■ **Given instruction**: Show each line in the material below that contains the word "metal", matching case exactly.

## START Record set

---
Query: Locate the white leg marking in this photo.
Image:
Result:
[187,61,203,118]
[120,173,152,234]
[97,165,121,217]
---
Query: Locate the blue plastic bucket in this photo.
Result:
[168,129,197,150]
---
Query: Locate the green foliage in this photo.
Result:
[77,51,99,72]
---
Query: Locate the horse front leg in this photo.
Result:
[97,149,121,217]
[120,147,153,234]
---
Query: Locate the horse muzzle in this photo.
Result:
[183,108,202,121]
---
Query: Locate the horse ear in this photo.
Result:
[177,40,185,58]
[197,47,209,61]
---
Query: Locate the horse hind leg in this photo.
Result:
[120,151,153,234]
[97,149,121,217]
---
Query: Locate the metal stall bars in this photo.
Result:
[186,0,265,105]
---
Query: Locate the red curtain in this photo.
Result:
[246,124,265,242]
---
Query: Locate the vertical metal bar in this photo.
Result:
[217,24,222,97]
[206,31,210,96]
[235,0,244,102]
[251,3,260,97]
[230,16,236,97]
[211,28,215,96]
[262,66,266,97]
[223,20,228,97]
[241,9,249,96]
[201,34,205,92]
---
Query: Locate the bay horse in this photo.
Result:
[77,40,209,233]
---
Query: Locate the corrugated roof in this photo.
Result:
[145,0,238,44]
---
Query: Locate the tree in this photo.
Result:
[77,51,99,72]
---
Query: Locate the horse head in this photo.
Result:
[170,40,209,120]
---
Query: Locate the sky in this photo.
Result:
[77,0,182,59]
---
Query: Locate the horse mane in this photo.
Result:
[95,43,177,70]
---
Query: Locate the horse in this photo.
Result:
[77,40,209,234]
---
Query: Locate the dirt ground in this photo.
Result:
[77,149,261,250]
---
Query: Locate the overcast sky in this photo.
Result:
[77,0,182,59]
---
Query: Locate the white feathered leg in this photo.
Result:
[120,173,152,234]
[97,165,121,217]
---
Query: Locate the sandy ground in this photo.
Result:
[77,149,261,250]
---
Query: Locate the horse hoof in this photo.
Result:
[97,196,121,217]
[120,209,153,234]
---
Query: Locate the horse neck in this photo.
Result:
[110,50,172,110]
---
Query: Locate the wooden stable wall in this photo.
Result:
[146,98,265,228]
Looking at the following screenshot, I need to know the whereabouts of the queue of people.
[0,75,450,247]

## END Record set

■ **Exercise solution**:
Query: Locate the metal stall bars in this photo.
Query: Locate the vertical metal bar in this photo.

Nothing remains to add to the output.